##### Textauszug

Serie: Jungfrau von Orleans.

  

Bild 1 Bild 2 Bild 3
Erzengel Michael erscheint Johanna im Garten ihres Landhauses in Domremy.

Zu Beginn des 15. Jahrhunderts lebte in dem kleinen französichen Dorfe Domremy, das an der Grenze von Lothringen liegt, ein einfaches Bauernmädchen namens Johanna. Sie war sehr fromm und rechtschaffen, half ihren Eltern in der Wirtschaft und hütete auf den grünen Wiesen ihrer Heimat die Herden. Eines Tages jedoch, als sie gerade im Garten ihres Vaters war, erschien ihr plötzlich die Gestalt eines Engels, der mit einer schimmernden Rüstung  angetan war. Vom Kopf bis zu den Füßen war er ganz von Licht umgeben und in der rechten Hand hielt er ein strahlendes Diadem. Er Sprach: “Erschrick nicht, Jungfrau Johanna. Ich bin der Erzengel Michael und bin gekommen, um Dich zu rufen. Du bist auserwählt, Dein bedrängtes Vaterland von den Feinden zu erretten.”

Johanna erwählt ihren Bannerträger.

##########

- Übungsaufgaben:
a. Beantworte diese Fragen zum Textauszug jeweils knapp:
(i) An der Grenze welcher Gegend liegt das Dorf Domremy?
(ii) Was hielt der Engel in der rechten Hand?
(iii) Als wer gibt sich der Engel zu erkennen?
b. Gib den Abschnitt des Textauszugs von „Bild 1 Bild“ bis einschließlich „erwählt ihren Bannerträger.“ wortgetreu wieder.
Stütze dich ausschließlich auf den Textauszug.

##### Erfasste Daten

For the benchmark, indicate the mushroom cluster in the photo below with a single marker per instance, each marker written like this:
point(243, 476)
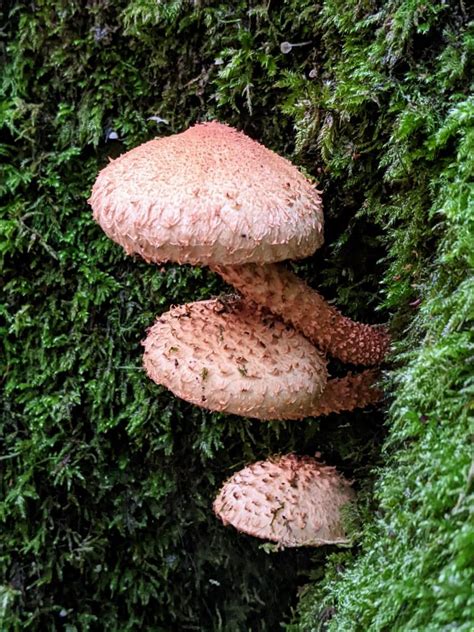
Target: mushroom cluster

##########

- Lösungen:
a.
(i) Lothringen
(ii) Ein strahlendes Diadem
(iii) Als der Erzengel Michael

b.
Bild 1 Bild 2 Bild 3
Erzengel Michael erscheint Johanna im Garten ihres Landhauses in Domremy.

Zu Beginn des 15. Jahrhunderts lebte in dem kleinen französichen Dorfe Domremy, das an der Grenze von Lothringen liegt, ein einfaches Bauernmädchen namens Johanna. Sie war sehr fromm und rechtschaffen, half ihren Eltern in der Wirtschaft und hütete auf den grünen Wiesen ihrer Heimat die Herden. Eines Tages jedoch, als sie gerade im Garten ihres Vaters war, erschien ihr plötzlich die Gestalt eines Engels, der mit einer schimmernden Rüstung  angetan war. Vom Kopf bis zu den Füßen war er ganz von Licht umgeben und in der rechten Hand hielt er ein strahlendes Diadem. Er Sprach: “Erschrick nicht, Jungfrau Johanna. Ich bin der Erzengel Michael und bin gekommen, um Dich zu rufen. Du bist auserwählt, Dein bedrängtes Vaterland von den Feinden zu erretten.”

Johanna erwählt ihren Bannerträger.